*The data*.

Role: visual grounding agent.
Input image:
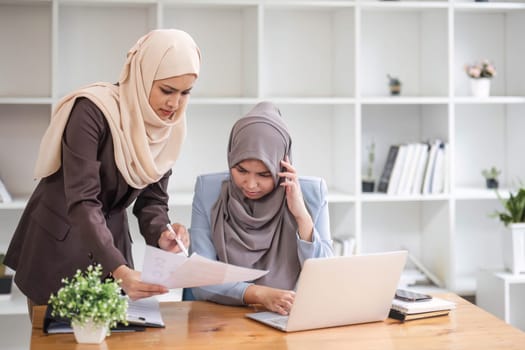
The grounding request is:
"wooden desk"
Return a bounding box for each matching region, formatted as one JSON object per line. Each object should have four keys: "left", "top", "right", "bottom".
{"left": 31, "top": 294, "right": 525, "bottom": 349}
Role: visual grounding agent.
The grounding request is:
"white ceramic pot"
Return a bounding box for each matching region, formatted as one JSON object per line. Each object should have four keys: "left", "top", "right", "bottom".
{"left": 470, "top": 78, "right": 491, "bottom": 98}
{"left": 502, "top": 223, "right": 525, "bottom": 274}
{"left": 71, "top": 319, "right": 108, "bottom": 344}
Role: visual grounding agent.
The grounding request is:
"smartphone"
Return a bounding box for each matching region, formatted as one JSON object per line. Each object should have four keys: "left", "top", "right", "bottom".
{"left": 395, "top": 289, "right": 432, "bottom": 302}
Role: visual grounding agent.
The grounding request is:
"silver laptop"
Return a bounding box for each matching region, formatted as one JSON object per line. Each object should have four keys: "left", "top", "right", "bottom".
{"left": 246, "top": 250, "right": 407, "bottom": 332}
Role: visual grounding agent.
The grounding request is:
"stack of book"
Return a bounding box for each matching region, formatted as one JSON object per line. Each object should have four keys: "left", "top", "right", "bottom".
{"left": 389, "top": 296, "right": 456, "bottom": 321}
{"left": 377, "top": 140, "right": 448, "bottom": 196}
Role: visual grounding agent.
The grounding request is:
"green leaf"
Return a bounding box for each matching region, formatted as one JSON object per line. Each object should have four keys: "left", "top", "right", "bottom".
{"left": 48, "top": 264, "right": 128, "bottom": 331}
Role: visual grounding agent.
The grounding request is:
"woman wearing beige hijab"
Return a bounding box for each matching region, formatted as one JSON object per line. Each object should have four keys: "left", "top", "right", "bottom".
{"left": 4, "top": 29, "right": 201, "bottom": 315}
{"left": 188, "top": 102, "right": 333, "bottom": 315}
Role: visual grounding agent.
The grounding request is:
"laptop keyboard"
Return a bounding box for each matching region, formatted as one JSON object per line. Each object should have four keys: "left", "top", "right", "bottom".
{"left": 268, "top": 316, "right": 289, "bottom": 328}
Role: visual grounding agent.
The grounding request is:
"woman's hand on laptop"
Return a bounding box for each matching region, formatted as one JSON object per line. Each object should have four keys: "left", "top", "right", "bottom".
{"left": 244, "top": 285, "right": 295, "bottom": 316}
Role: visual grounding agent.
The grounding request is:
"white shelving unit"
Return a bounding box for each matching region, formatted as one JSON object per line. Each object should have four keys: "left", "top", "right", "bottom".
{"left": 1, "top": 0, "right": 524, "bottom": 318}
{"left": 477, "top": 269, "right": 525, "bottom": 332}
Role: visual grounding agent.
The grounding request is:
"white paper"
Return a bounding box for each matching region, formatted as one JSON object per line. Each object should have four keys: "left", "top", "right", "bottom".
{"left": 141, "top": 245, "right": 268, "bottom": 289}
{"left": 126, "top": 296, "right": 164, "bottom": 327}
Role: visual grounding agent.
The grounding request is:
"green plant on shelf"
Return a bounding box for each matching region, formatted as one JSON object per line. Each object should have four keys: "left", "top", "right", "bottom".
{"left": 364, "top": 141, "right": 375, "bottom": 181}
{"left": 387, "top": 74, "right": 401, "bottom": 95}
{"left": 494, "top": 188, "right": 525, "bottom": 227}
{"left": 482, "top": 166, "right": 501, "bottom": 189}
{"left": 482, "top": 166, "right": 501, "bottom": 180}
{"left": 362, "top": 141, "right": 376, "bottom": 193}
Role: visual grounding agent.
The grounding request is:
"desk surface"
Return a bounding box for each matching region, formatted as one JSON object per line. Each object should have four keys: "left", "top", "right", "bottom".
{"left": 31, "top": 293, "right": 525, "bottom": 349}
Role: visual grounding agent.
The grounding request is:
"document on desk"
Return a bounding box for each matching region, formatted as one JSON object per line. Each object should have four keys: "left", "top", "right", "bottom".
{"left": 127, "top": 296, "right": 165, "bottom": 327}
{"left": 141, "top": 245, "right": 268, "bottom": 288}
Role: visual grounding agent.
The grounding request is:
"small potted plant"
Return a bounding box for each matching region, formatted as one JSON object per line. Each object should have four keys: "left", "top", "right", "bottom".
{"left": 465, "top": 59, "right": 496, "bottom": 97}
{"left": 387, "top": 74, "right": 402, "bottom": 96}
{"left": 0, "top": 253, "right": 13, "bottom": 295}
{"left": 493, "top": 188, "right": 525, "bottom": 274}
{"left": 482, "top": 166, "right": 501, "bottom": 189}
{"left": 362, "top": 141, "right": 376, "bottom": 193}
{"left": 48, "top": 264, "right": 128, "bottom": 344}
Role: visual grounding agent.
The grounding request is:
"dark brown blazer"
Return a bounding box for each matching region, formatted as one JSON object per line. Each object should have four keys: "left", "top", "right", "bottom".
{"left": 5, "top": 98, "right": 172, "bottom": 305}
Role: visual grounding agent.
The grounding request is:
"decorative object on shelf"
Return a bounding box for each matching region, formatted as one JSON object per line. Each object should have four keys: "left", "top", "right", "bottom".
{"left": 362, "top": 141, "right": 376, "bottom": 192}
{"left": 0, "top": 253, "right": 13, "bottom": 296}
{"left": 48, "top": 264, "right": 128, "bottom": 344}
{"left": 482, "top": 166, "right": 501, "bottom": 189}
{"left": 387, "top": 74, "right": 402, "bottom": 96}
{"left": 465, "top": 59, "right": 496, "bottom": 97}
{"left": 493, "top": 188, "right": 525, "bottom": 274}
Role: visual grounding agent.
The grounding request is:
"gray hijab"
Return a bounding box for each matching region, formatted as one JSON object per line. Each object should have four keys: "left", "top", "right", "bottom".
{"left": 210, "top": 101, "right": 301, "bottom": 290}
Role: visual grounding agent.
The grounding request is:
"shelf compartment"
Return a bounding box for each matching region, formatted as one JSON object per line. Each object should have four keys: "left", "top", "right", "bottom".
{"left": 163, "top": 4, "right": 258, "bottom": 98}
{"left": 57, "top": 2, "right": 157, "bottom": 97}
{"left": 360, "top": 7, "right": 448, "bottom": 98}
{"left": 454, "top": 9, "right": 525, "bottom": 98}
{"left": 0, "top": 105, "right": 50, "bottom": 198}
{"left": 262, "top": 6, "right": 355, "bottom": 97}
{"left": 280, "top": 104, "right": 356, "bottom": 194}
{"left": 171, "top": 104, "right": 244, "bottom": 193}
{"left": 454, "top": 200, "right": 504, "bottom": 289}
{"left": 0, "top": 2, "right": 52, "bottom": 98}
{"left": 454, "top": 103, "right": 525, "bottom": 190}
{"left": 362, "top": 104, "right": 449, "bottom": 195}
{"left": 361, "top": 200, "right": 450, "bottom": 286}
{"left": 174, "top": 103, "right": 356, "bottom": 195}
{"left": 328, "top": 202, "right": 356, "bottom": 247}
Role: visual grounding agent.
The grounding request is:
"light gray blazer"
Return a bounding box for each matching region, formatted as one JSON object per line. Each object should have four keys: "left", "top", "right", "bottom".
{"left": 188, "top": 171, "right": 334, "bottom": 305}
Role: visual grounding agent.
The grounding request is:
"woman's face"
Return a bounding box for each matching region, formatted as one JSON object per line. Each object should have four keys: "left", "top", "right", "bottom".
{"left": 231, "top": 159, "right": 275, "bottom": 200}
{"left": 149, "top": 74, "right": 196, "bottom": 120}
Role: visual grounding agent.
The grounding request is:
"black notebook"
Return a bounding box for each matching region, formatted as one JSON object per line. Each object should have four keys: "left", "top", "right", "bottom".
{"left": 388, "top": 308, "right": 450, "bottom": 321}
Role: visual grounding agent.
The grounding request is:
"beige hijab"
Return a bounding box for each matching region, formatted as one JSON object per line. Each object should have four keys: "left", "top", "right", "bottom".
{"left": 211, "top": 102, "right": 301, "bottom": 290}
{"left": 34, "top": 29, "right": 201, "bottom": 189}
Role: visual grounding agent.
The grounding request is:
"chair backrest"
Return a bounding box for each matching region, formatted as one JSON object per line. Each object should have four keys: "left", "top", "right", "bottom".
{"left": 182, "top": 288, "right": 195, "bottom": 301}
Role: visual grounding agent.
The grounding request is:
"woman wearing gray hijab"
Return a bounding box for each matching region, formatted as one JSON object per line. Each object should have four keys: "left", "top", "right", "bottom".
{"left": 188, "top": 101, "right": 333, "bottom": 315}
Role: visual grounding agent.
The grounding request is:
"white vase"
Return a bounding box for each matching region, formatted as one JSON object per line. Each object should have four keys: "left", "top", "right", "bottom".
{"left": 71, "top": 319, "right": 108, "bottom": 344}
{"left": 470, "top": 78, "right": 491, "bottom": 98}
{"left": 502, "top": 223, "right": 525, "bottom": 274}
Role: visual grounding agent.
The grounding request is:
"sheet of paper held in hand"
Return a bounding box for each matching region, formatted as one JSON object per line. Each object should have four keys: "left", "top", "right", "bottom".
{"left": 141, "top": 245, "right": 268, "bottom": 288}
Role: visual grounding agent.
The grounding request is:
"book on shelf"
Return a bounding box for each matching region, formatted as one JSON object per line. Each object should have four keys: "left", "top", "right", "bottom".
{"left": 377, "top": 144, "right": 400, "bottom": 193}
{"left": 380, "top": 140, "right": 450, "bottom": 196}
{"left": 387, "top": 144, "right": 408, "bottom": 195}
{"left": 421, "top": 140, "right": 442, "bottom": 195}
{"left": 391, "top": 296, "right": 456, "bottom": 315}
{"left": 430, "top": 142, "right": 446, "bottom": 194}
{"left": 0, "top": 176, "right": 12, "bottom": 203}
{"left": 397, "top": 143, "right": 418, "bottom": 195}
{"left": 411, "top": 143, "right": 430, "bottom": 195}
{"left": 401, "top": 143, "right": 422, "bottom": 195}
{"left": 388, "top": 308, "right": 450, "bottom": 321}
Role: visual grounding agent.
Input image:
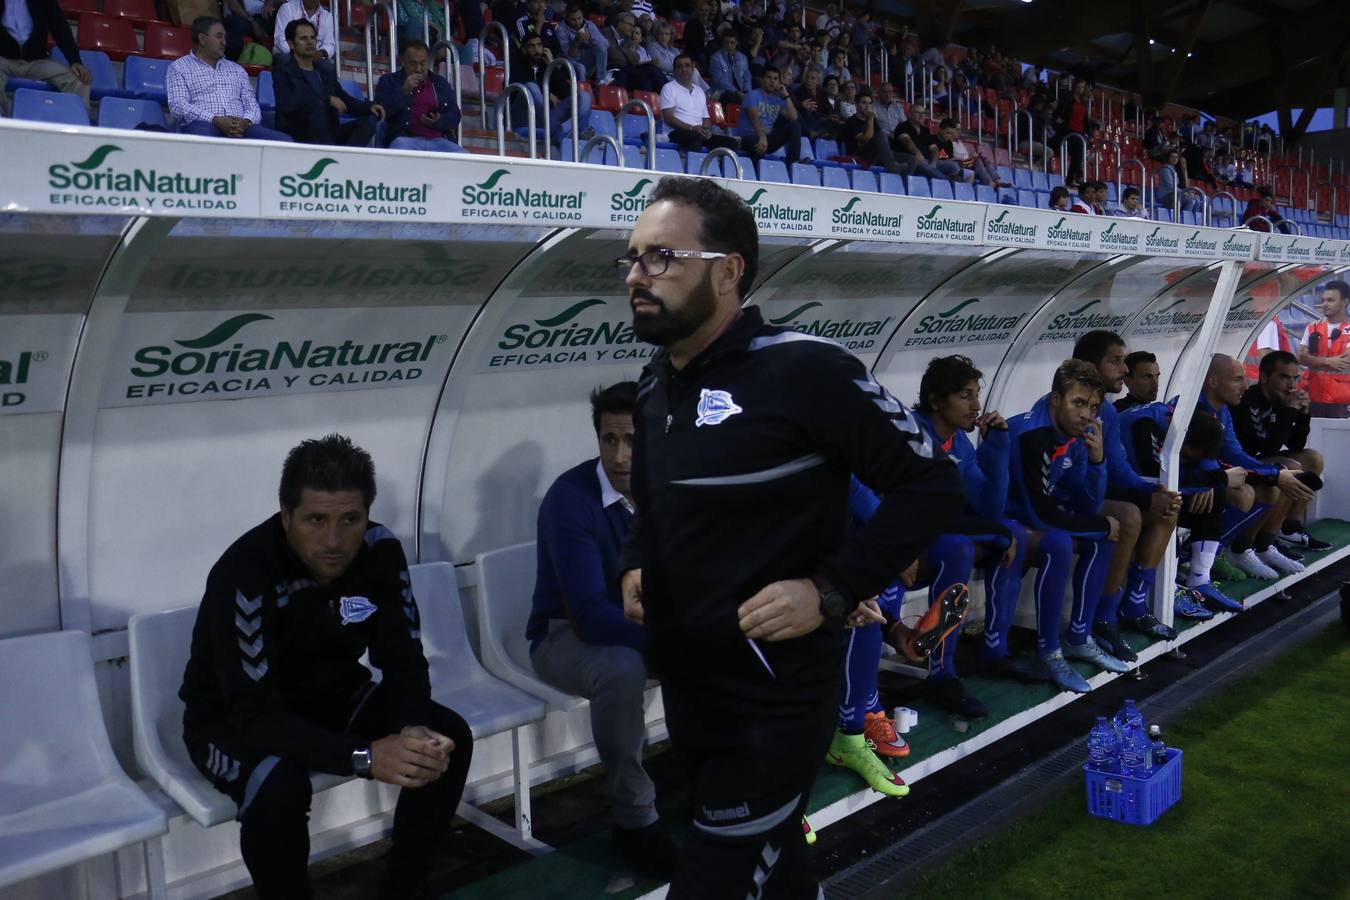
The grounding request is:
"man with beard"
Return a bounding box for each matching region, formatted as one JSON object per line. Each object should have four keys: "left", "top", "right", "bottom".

*Task*.
Count how many lines in the listing above contain the word "gray", and respond with only that number.

*Response area*.
3